**EXERCISE REQUIREMENTS**
Add 55 to every x and y value in the answer coordinates of the entries below, from the line containing "# point at: aircraft wheel" through the end of the entries, and write all of those lines out again, requests included. Leave the sample coordinates within the requests unchanged.

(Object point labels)
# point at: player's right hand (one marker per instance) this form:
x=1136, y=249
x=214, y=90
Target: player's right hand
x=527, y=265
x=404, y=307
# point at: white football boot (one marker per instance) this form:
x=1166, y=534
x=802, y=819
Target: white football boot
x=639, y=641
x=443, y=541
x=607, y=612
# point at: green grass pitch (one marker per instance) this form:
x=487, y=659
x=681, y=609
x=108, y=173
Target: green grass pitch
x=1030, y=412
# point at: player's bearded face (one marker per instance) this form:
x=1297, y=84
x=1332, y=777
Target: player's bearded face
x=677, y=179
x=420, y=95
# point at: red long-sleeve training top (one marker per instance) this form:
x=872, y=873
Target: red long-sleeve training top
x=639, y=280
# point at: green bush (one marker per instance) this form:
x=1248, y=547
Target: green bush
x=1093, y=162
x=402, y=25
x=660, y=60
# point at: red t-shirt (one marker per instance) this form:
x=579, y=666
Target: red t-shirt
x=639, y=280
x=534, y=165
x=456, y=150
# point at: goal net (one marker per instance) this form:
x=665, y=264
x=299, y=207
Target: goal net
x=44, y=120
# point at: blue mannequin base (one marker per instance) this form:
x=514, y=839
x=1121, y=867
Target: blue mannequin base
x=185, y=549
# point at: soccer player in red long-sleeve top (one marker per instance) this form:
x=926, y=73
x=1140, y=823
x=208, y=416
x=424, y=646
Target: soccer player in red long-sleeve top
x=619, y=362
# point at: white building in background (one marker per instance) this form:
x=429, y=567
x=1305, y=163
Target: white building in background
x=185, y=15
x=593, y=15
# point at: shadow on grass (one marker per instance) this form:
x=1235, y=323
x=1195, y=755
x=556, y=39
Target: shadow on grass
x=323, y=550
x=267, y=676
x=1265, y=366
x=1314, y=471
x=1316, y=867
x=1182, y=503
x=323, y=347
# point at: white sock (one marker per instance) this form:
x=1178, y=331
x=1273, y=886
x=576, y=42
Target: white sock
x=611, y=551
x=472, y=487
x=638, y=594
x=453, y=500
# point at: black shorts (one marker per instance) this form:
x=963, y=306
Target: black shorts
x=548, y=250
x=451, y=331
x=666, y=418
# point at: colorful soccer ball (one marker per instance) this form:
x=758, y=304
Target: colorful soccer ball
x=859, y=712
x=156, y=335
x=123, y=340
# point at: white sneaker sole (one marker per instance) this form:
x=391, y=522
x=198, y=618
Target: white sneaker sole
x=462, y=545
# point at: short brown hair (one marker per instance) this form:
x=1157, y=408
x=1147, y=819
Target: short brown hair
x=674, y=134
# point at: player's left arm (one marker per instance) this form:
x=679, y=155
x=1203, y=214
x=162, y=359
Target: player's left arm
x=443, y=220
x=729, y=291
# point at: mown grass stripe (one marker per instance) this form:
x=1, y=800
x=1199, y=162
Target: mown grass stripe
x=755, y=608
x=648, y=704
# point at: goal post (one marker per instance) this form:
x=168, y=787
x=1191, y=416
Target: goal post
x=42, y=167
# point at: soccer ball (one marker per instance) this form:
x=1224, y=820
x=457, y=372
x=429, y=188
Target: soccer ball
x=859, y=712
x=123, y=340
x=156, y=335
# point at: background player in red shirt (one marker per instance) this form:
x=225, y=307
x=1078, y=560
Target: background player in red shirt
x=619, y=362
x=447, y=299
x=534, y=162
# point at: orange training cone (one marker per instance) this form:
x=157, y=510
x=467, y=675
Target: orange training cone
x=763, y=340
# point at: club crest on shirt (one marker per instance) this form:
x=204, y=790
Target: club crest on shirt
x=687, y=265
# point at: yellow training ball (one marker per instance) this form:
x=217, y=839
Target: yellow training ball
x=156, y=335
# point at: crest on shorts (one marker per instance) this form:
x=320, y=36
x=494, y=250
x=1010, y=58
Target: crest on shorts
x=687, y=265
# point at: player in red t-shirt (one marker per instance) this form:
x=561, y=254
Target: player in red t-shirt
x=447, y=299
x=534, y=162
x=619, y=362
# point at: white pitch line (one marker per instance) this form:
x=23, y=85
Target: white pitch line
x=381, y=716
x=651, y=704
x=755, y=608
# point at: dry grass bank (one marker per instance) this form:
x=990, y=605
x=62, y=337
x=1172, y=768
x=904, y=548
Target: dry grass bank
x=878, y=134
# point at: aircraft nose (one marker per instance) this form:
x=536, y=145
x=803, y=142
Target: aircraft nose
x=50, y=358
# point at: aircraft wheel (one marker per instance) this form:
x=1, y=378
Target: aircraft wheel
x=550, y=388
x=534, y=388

**REPLY TO THE TASK**
# point at: aircraft wheel (one marker per instance) this form:
x=1, y=378
Target: aircraft wheel
x=605, y=443
x=589, y=443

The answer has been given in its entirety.